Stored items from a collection
════

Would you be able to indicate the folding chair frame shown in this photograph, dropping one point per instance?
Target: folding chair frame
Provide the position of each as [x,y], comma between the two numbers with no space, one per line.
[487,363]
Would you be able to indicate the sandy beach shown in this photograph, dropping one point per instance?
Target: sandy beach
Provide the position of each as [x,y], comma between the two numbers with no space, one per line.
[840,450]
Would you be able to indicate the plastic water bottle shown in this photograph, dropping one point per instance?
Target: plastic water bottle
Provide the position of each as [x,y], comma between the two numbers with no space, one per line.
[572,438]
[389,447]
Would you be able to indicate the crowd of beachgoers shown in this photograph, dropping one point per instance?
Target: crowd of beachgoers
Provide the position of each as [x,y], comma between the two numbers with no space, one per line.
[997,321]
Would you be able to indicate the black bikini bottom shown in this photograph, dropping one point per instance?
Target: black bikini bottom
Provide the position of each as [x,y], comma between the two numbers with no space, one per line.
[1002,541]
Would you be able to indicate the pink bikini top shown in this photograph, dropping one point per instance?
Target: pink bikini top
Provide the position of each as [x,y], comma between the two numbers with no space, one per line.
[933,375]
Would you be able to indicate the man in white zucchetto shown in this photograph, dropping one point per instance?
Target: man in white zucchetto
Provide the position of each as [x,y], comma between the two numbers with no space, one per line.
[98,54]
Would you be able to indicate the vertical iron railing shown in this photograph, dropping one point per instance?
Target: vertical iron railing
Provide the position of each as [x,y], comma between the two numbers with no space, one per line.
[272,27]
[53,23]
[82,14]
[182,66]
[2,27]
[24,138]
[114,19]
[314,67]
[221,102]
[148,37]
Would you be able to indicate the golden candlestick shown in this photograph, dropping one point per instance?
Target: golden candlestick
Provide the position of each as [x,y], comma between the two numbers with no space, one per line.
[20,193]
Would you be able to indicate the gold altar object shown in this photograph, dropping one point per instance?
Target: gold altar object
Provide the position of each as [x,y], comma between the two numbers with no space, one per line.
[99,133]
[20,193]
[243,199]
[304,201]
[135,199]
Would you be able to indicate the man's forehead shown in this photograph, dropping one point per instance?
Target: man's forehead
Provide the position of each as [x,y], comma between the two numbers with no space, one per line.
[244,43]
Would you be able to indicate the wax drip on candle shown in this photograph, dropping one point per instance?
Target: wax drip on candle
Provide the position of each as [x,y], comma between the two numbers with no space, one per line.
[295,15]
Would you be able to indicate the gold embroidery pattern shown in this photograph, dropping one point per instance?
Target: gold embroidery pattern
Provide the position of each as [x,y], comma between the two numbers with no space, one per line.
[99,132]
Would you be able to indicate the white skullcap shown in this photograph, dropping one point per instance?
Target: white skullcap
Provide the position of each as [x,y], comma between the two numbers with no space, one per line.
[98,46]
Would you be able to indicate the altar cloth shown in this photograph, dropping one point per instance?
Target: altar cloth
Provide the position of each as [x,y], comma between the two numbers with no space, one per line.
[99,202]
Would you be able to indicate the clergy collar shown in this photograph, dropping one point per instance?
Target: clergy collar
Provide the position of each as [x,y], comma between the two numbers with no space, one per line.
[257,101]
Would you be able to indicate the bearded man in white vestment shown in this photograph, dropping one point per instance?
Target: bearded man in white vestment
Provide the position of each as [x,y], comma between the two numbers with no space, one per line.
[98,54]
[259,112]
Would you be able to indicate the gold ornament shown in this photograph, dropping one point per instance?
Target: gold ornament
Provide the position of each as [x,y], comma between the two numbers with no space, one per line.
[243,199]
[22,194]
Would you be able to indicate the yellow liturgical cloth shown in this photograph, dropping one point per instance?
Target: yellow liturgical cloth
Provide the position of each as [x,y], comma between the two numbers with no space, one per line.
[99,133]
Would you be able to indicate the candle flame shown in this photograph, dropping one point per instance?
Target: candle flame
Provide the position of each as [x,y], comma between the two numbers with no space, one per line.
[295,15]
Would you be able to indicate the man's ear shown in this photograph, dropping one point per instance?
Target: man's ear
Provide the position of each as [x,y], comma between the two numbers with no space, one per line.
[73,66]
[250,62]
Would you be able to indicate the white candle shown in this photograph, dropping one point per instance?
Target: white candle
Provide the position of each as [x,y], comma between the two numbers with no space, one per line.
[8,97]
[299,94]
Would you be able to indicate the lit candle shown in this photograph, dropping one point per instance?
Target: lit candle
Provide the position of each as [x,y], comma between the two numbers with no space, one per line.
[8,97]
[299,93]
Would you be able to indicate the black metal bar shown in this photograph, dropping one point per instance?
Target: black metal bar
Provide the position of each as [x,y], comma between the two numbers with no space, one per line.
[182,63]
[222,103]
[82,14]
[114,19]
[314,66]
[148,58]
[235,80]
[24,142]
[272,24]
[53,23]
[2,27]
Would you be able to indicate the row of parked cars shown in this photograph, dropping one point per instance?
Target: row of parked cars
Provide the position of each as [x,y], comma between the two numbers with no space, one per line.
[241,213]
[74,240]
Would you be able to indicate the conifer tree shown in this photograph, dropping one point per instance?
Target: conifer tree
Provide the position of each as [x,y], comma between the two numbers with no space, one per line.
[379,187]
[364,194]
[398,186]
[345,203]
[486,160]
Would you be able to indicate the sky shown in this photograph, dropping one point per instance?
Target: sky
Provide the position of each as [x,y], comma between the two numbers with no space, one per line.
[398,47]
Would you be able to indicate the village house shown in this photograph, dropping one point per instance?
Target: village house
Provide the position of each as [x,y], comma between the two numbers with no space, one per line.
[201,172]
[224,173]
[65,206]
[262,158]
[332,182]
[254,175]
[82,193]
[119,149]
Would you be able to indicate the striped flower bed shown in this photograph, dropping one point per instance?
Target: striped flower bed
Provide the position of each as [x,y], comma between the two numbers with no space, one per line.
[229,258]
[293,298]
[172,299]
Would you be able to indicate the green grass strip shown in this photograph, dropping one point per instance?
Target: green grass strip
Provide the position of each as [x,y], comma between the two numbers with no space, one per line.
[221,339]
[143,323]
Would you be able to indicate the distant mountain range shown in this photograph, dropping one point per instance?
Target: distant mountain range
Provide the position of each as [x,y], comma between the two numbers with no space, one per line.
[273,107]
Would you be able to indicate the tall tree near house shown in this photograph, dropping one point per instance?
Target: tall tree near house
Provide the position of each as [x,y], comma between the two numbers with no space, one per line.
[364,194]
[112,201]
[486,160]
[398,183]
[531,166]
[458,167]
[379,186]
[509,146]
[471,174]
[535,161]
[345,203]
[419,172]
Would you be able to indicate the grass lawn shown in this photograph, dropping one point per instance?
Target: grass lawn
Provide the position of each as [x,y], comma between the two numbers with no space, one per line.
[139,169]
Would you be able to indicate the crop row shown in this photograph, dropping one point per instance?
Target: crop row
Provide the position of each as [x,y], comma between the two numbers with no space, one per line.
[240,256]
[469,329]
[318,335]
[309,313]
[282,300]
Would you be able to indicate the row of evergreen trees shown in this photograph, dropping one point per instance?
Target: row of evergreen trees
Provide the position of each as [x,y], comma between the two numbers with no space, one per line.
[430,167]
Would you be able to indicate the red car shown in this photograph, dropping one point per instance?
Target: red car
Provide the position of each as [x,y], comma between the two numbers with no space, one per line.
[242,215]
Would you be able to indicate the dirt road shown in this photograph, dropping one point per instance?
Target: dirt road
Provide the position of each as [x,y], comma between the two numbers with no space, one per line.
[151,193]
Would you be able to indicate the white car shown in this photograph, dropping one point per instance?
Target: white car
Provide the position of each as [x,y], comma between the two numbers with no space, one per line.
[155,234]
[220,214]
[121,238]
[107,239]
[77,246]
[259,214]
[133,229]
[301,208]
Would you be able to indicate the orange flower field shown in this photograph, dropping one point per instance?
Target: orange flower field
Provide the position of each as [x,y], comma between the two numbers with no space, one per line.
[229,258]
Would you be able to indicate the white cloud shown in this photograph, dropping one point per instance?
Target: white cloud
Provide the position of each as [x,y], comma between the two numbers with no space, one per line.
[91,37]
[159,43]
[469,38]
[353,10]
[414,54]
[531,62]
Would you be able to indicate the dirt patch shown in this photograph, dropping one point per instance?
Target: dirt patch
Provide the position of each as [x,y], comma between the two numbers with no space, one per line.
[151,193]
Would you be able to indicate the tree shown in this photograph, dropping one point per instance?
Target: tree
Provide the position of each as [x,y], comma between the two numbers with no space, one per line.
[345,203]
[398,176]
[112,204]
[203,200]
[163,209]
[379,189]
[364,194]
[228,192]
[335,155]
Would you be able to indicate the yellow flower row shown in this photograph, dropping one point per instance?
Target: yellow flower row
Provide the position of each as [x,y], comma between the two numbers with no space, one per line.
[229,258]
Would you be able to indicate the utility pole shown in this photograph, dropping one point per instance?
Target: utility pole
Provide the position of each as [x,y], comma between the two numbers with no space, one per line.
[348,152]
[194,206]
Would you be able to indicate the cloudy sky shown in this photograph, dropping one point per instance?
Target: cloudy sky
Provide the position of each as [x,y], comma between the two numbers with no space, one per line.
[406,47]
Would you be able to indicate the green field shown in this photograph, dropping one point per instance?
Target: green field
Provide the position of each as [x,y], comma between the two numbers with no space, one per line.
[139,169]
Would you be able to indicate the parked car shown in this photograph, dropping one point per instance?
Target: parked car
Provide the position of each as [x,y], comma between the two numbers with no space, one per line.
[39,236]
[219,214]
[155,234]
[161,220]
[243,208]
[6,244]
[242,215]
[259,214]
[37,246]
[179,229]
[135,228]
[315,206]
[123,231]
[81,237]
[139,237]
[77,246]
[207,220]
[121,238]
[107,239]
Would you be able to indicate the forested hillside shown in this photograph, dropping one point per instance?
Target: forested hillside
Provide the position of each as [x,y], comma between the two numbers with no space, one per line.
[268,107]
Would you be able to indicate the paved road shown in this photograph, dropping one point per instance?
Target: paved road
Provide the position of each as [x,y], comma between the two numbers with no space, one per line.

════

Work task: Copy the records above exactly, beginning at the line that contains "Target: yellow liturgical cloth" and stopping after the line that contains "Target: candle flame".

Result of the task:
Target: yellow liturgical cloth
Provide the position of each as [x,y], comma between the two numbers with no space, one per line.
[99,133]
Would you be able to indicate the candle flame shown in this photograph, dropping one point per instance?
Target: candle flame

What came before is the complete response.